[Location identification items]
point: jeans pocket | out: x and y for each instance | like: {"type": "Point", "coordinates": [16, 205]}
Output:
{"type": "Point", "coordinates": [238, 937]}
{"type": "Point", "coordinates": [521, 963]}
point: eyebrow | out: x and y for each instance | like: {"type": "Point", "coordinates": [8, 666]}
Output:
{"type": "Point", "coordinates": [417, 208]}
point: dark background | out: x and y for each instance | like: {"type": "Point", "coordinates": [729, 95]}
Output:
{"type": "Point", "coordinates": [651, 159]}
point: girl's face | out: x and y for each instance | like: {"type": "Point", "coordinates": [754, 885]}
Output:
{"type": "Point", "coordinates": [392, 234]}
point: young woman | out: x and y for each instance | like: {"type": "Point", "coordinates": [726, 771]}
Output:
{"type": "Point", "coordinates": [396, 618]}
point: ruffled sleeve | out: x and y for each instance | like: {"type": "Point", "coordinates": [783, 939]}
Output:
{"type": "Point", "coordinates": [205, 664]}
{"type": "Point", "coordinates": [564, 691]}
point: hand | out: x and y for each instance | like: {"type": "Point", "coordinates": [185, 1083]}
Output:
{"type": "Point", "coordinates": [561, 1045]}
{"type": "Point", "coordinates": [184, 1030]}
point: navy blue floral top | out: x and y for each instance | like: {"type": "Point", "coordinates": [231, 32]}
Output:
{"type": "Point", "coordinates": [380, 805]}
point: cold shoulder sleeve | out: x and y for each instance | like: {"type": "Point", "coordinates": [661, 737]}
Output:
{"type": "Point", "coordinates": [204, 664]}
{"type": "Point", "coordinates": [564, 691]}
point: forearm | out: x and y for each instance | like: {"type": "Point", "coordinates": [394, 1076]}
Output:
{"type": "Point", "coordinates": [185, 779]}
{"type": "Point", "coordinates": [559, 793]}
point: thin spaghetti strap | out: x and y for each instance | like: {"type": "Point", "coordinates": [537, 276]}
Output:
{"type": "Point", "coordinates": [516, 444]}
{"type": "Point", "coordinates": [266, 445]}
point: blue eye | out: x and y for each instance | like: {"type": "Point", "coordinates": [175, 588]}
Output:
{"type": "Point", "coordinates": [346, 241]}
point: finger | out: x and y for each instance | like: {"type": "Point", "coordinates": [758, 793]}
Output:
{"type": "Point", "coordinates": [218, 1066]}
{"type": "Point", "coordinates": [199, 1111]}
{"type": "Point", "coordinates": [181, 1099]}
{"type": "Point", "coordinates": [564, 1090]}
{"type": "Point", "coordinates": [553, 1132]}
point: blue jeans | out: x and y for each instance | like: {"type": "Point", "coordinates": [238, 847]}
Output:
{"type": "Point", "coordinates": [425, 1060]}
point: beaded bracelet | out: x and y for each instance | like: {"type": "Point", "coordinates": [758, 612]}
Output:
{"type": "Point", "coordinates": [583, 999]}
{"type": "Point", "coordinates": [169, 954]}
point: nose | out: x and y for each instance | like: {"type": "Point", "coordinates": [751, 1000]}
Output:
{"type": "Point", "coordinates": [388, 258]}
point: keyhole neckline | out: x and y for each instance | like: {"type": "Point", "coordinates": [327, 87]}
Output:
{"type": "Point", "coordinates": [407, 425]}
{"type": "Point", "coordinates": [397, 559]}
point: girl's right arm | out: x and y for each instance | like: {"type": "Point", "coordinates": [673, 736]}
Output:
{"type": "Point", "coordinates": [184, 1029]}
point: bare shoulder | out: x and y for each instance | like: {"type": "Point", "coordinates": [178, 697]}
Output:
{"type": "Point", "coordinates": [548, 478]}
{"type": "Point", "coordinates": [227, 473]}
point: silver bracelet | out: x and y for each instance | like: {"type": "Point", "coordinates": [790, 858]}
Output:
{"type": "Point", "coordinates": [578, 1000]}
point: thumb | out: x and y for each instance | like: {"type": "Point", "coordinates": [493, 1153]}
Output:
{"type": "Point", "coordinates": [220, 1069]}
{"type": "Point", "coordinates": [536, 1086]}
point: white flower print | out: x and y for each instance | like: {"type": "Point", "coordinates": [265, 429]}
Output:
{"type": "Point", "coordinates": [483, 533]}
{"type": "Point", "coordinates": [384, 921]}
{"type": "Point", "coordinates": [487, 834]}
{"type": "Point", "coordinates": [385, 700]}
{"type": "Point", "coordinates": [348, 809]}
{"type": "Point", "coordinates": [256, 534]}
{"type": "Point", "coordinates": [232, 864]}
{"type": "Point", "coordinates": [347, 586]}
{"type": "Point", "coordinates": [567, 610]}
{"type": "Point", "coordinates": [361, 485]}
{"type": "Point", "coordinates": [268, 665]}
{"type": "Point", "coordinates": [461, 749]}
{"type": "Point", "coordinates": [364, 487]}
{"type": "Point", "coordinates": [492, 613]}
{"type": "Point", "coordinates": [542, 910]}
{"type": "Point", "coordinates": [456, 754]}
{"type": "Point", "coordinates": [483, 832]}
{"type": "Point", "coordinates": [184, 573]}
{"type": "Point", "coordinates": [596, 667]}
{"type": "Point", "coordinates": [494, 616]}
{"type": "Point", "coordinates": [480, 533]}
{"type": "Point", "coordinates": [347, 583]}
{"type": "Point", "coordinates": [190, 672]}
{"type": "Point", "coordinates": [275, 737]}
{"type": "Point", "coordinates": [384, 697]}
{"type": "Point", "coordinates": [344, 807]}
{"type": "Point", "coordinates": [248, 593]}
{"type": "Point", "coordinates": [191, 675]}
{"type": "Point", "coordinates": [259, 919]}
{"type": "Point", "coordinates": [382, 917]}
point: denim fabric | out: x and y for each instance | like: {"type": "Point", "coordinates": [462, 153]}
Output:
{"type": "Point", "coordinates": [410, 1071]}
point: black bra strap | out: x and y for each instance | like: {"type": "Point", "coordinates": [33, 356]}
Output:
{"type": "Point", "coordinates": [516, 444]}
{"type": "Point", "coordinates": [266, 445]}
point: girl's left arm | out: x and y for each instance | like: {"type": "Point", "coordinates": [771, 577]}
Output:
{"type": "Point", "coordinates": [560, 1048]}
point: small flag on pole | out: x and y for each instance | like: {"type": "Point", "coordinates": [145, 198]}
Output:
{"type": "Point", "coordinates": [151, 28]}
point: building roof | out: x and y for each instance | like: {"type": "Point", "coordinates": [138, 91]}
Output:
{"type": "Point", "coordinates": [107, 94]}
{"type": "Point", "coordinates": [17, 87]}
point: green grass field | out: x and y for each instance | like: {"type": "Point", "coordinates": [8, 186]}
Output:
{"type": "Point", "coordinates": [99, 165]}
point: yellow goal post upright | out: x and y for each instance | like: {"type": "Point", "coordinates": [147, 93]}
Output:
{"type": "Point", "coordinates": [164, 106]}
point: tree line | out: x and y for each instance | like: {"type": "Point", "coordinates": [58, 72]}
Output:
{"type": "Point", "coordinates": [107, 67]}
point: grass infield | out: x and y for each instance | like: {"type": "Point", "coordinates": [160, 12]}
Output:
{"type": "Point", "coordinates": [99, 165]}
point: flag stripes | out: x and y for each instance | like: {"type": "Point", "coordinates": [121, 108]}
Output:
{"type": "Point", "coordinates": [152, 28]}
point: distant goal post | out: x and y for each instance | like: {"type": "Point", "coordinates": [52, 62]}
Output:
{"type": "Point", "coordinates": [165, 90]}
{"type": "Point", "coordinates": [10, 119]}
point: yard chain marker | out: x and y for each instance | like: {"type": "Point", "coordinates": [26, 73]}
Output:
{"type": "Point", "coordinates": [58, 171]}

WHAT YOU WILL DO =>
Return every line of the rows above as a JSON list of strings, with one string per line and any blank lines omitted.

FULL OUTPUT =>
[
  "point: jeans pocket | out: x and y for each instance | like: {\"type\": \"Point\", \"coordinates\": [16, 205]}",
  "Output:",
  "{\"type\": \"Point\", \"coordinates\": [238, 937]}",
  "{\"type\": \"Point\", \"coordinates\": [521, 963]}",
  "point: eyebrow | out: x and y for each instance | like: {\"type\": \"Point\", \"coordinates\": [8, 666]}",
  "Output:",
  "{\"type\": \"Point\", \"coordinates\": [417, 208]}",
  "point: dark background | out: x and y for each instance | like: {\"type\": \"Point\", \"coordinates\": [729, 95]}",
  "Output:",
  "{\"type\": \"Point\", \"coordinates\": [651, 159]}",
  "point: girl's face | out: x and y for each instance | like: {\"type\": \"Point\", \"coordinates\": [754, 885]}",
  "Output:",
  "{\"type\": \"Point\", \"coordinates\": [392, 234]}",
  "point: young woman | out: x and y for each instance | like: {\"type\": \"Point\", \"coordinates\": [726, 771]}",
  "Output:",
  "{\"type\": \"Point\", \"coordinates\": [396, 618]}",
  "point: ruffled sleeve | out: x and y for each instance | like: {\"type\": \"Point\", \"coordinates\": [783, 939]}",
  "Output:",
  "{\"type\": \"Point\", \"coordinates\": [205, 664]}",
  "{\"type\": \"Point\", \"coordinates\": [564, 691]}",
  "point: hand | out: x and y for each instance | like: {\"type\": \"Point\", \"coordinates\": [185, 1083]}",
  "Output:",
  "{\"type\": \"Point\", \"coordinates\": [561, 1045]}",
  "{\"type\": \"Point\", \"coordinates\": [184, 1030]}",
  "point: navy blue floral top | out: x and y for each instance | like: {\"type\": \"Point\", \"coordinates\": [231, 32]}",
  "Output:",
  "{\"type\": \"Point\", \"coordinates\": [380, 805]}",
  "point: cold shoulder sleeve | out: x and y for each instance | like: {\"type\": \"Point\", \"coordinates\": [661, 737]}",
  "Output:",
  "{\"type\": \"Point\", \"coordinates\": [204, 664]}",
  "{\"type\": \"Point\", \"coordinates\": [564, 691]}",
  "point: forearm | out: x and y for each instance | like: {\"type\": \"Point\", \"coordinates\": [394, 1076]}",
  "Output:",
  "{\"type\": \"Point\", \"coordinates\": [185, 779]}",
  "{\"type\": \"Point\", \"coordinates\": [559, 793]}",
  "point: thin spaghetti strap | out: x and y for each instance | like: {\"type\": \"Point\", \"coordinates\": [537, 276]}",
  "Output:",
  "{\"type\": \"Point\", \"coordinates\": [516, 444]}",
  "{\"type\": \"Point\", \"coordinates\": [266, 445]}",
  "point: blue eye | out: x and y for each instance | like: {\"type\": \"Point\", \"coordinates\": [175, 588]}",
  "Output:",
  "{\"type\": \"Point\", \"coordinates\": [346, 241]}",
  "point: finger | out: x and y for each instance | like: {\"type\": \"Point\", \"coordinates\": [758, 793]}",
  "Output:",
  "{\"type\": \"Point\", \"coordinates\": [218, 1066]}",
  "{\"type\": \"Point\", \"coordinates\": [199, 1111]}",
  "{\"type\": \"Point\", \"coordinates\": [181, 1099]}",
  "{\"type\": \"Point\", \"coordinates\": [564, 1090]}",
  "{\"type\": \"Point\", \"coordinates\": [553, 1132]}",
  "point: blue jeans | out: x and y for each instance | like: {\"type\": \"Point\", \"coordinates\": [238, 847]}",
  "Output:",
  "{\"type\": \"Point\", \"coordinates\": [425, 1060]}",
  "point: beaded bracelet | out: x and y for each instance | like: {\"type\": \"Point\", \"coordinates\": [758, 612]}",
  "Output:",
  "{\"type\": \"Point\", \"coordinates\": [583, 999]}",
  "{\"type\": \"Point\", \"coordinates\": [169, 954]}",
  "point: nose | out: x and y for each instance | like: {\"type\": \"Point\", \"coordinates\": [751, 1000]}",
  "Output:",
  "{\"type\": \"Point\", \"coordinates\": [388, 258]}",
  "point: keyhole neckline | out: x and y for each instance | like: {\"type\": \"Point\", \"coordinates\": [327, 87]}",
  "Output:",
  "{\"type\": \"Point\", \"coordinates\": [407, 425]}",
  "{\"type\": \"Point\", \"coordinates\": [397, 559]}",
  "point: girl's right arm | out: x and y for each instance | like: {\"type\": \"Point\", \"coordinates\": [673, 736]}",
  "Output:",
  "{\"type\": \"Point\", \"coordinates\": [184, 1029]}",
  "point: bare shoulder | out: x and y for each instance | like: {\"type\": \"Point\", \"coordinates\": [178, 697]}",
  "Output:",
  "{\"type\": \"Point\", \"coordinates\": [548, 478]}",
  "{\"type\": \"Point\", \"coordinates\": [227, 473]}",
  "point: silver bracelet | out: x and y for each instance | like: {\"type\": \"Point\", \"coordinates\": [790, 858]}",
  "Output:",
  "{\"type\": \"Point\", \"coordinates\": [578, 1000]}",
  "point: thumb | out: x and y for each instance | like: {\"type\": \"Point\", \"coordinates\": [493, 1153]}",
  "Output:",
  "{\"type\": \"Point\", \"coordinates\": [220, 1069]}",
  "{\"type\": \"Point\", \"coordinates\": [536, 1086]}",
  "point: white flower print | out: x and y for each instance | like: {\"type\": \"Point\", \"coordinates\": [265, 429]}",
  "Output:",
  "{\"type\": \"Point\", \"coordinates\": [483, 533]}",
  "{\"type\": \"Point\", \"coordinates\": [384, 921]}",
  "{\"type\": \"Point\", \"coordinates\": [487, 834]}",
  "{\"type\": \"Point\", \"coordinates\": [385, 700]}",
  "{\"type\": \"Point\", \"coordinates\": [348, 809]}",
  "{\"type\": \"Point\", \"coordinates\": [256, 534]}",
  "{\"type\": \"Point\", \"coordinates\": [232, 864]}",
  "{\"type\": \"Point\", \"coordinates\": [347, 586]}",
  "{\"type\": \"Point\", \"coordinates\": [567, 610]}",
  "{\"type\": \"Point\", \"coordinates\": [361, 485]}",
  "{\"type\": \"Point\", \"coordinates\": [268, 665]}",
  "{\"type\": \"Point\", \"coordinates\": [461, 749]}",
  "{\"type\": \"Point\", \"coordinates\": [364, 487]}",
  "{\"type\": \"Point\", \"coordinates\": [492, 613]}",
  "{\"type\": \"Point\", \"coordinates\": [542, 910]}",
  "{\"type\": \"Point\", \"coordinates\": [456, 754]}",
  "{\"type\": \"Point\", \"coordinates\": [483, 832]}",
  "{\"type\": \"Point\", \"coordinates\": [184, 573]}",
  "{\"type\": \"Point\", \"coordinates\": [596, 667]}",
  "{\"type\": \"Point\", \"coordinates\": [494, 616]}",
  "{\"type\": \"Point\", \"coordinates\": [480, 533]}",
  "{\"type\": \"Point\", \"coordinates\": [347, 583]}",
  "{\"type\": \"Point\", \"coordinates\": [190, 672]}",
  "{\"type\": \"Point\", \"coordinates\": [275, 737]}",
  "{\"type\": \"Point\", \"coordinates\": [384, 697]}",
  "{\"type\": \"Point\", \"coordinates\": [344, 807]}",
  "{\"type\": \"Point\", \"coordinates\": [248, 593]}",
  "{\"type\": \"Point\", \"coordinates\": [191, 675]}",
  "{\"type\": \"Point\", \"coordinates\": [259, 919]}",
  "{\"type\": \"Point\", \"coordinates\": [382, 917]}",
  "point: denim fabric | out: x and y for each instance | like: {\"type\": \"Point\", \"coordinates\": [462, 153]}",
  "Output:",
  "{\"type\": \"Point\", \"coordinates\": [410, 1071]}",
  "point: black bra strap | out: x and y for each instance | like: {\"type\": \"Point\", \"coordinates\": [33, 356]}",
  "Output:",
  "{\"type\": \"Point\", \"coordinates\": [516, 444]}",
  "{\"type\": \"Point\", \"coordinates\": [266, 445]}",
  "point: girl's left arm | out: x and y for each instance | like: {\"type\": \"Point\", \"coordinates\": [771, 577]}",
  "Output:",
  "{\"type\": \"Point\", \"coordinates\": [560, 1048]}",
  "point: small flag on pole | out: x and y for each instance | like: {\"type\": \"Point\", \"coordinates\": [145, 198]}",
  "Output:",
  "{\"type\": \"Point\", \"coordinates\": [151, 28]}",
  "point: building roof | out: x and y for each instance | like: {\"type\": \"Point\", \"coordinates\": [138, 91]}",
  "Output:",
  "{\"type\": \"Point\", \"coordinates\": [107, 94]}",
  "{\"type\": \"Point\", \"coordinates\": [17, 87]}",
  "point: green grass field | out: x and y for each instance | like: {\"type\": \"Point\", \"coordinates\": [8, 186]}",
  "Output:",
  "{\"type\": \"Point\", \"coordinates\": [99, 165]}",
  "point: yellow goal post upright | out: x and y for each instance | like: {\"type\": \"Point\", \"coordinates\": [147, 93]}",
  "Output:",
  "{\"type\": \"Point\", \"coordinates\": [164, 106]}",
  "point: tree line | out: x and y for each instance | like: {\"type\": \"Point\", \"coordinates\": [58, 72]}",
  "Output:",
  "{\"type\": \"Point\", \"coordinates\": [107, 67]}",
  "point: grass infield | out: x and y for each instance | like: {\"type\": \"Point\", \"coordinates\": [160, 12]}",
  "Output:",
  "{\"type\": \"Point\", \"coordinates\": [99, 165]}",
  "point: flag stripes | out: x and y for each instance | like: {\"type\": \"Point\", \"coordinates\": [121, 108]}",
  "Output:",
  "{\"type\": \"Point\", \"coordinates\": [152, 28]}",
  "point: distant goal post | out: x and y for each instance | like: {\"type\": \"Point\", \"coordinates\": [52, 62]}",
  "Output:",
  "{\"type\": \"Point\", \"coordinates\": [165, 90]}",
  "{\"type\": \"Point\", \"coordinates\": [10, 119]}",
  "point: yard chain marker | out: x and y for each instance | like: {\"type\": \"Point\", \"coordinates\": [26, 73]}",
  "Output:",
  "{\"type\": \"Point\", \"coordinates\": [58, 171]}"
]